課題文:
------------------------

岸田文雄首相の自民党総裁選不出馬の判断はいかなる意味を持つか
本日、自民党総裁である岸田文雄首相が記者会見を開き、今年9月に行われる総裁選挙への不出馬を表明しました[1]。
記者会見において、岸田首相は新生自民党の姿を国民の前の示すことが重要であり、そのためには何よりも自由闊達な論戦が必要で、自民党が変わることを示す最も分かりやすいことは現職である自らが出馬しないことに他ならず、そのため、総裁選を通じて選出される新しい総裁を一兵卒として支えると発言しています。
こうした発言に基づけば、自民党の派閥の裏金問題などがもたらした国民の政治不信を受け、党総裁として所属議員の不祥事の責任を取ることが総裁選の出馬辞退の直接の理由となります。
一方、現実的には、来るべき総選挙を見据えた「岸田おろし」が本格化する前に政権を譲ることで影響力を維持し、次期総裁の後継を狙うという戦略を推察させます。
実際、米国のジョー・バイデン大統領は最後まで今年11月の大統領選挙への出馬を目指していたものの、大口の献金者や大統領選と同時に行われる上下両院選での敗北を懸念する議員たちに迫られる形で立候補の事態を余儀なくされました。
これによって民主党は大同団結が実現したものの、バイデン大統領はリンドン・ジョンソン大統領以来56年ぶりに再選のために大統領選挙に立候補しない現職になることを余儀なくされました。
また、菅義偉前首相が最後まで総裁選への出馬を模索しながら出馬の事態に追い込まれ、今年になってからその言動が注目されるようになるまで2年以上にわたって政界の傍流に置かれたことを考えるなら、岸田首相の判断は合理的となります。
ところで、岸田首相が解散することを表明した宏池会からは、岸田首相を含めてこれまで5人の首相が政権を担いました。そして、過去4人の首相の最後は、波乱に満ちたものであったことは広く知られるところです。
すなわち、宏池会の創設者である池田勇人首相は所得倍増計画を標榜し、岸信介政権下の日米安保条約改定の問題で表面化した国論の分断を経済発展へと集中させることに成功するとともに、1964年にアジアで最初のオリンピックとなる東京大会の開催を実現するなど、本格政権として着実な成果を挙げました。しかし、オリンピックの閉会後に体調の悪化のために入院し、最後は無念の退陣となりました。

------------------------

作業指示:
課題文の「一方、現実的には、来るべき総」から始めて「ることを余儀なくされました。」までを、「バイデン大統領」を「バイデン氏」に差し替えて書き直すこと。

元データ:
------------------------

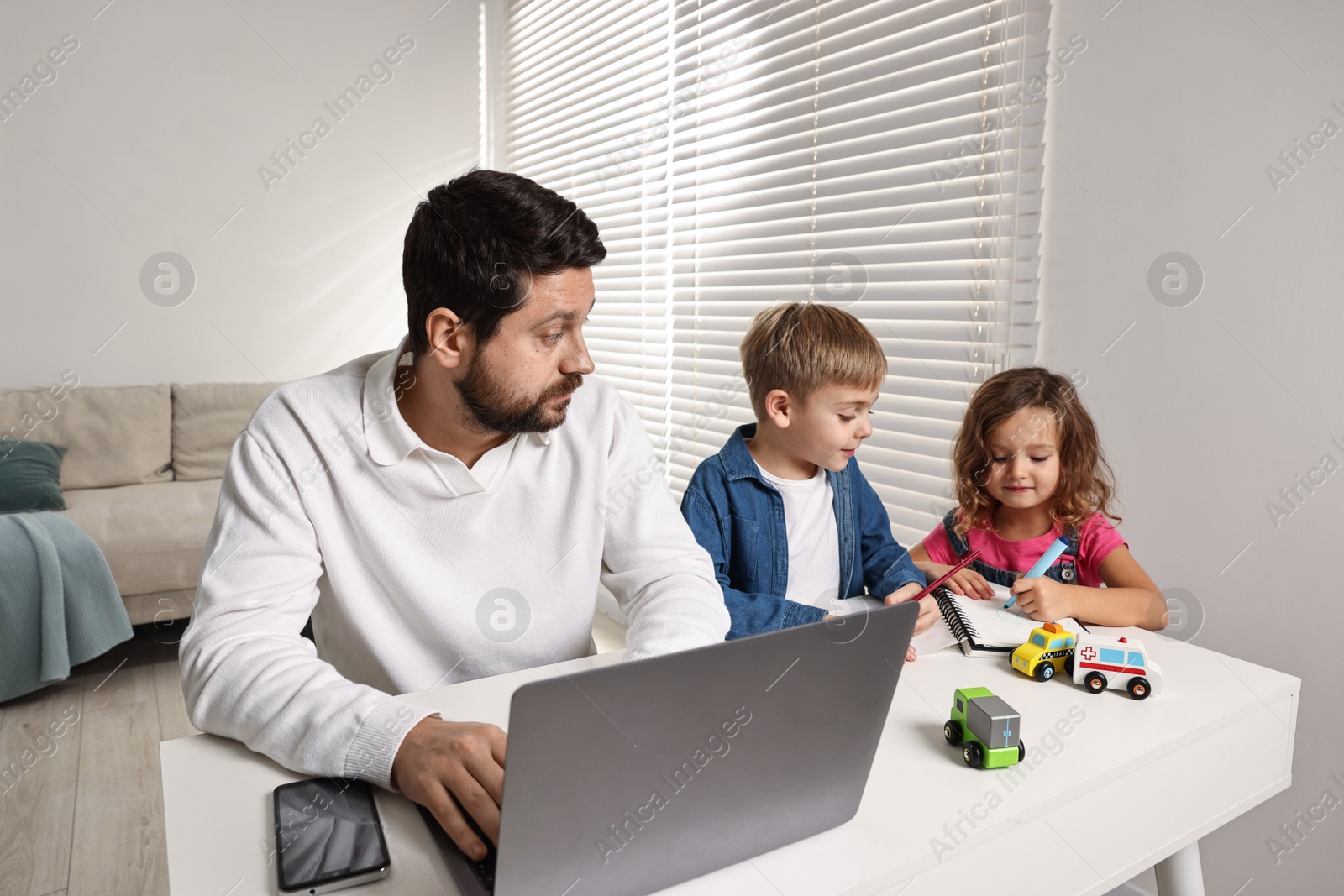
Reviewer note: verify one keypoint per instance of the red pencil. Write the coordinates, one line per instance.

------------------------

解答:
一方、現実的には、来るべき総選挙を見据えた「岸田おろし」が本格化する前に政権を譲ることで影響力を維持し、次期総裁の後継を狙うという戦略を推察させます。
実際、米国のジョー・バイデン氏は最後まで今年11月の大統領選挙への出馬を目指していたものの、大口の献金者や大統領選と同時に行われる上下両院選での敗北を懸念する議員たちに迫られる形で立候補の事態を余儀なくされました。
これによって民主党は大同団結が実現したものの、バイデン氏はリンドン・ジョンソン大統領以来56年ぶりに再選のために大統領選挙に立候補しない現職になることを余儀なくされました。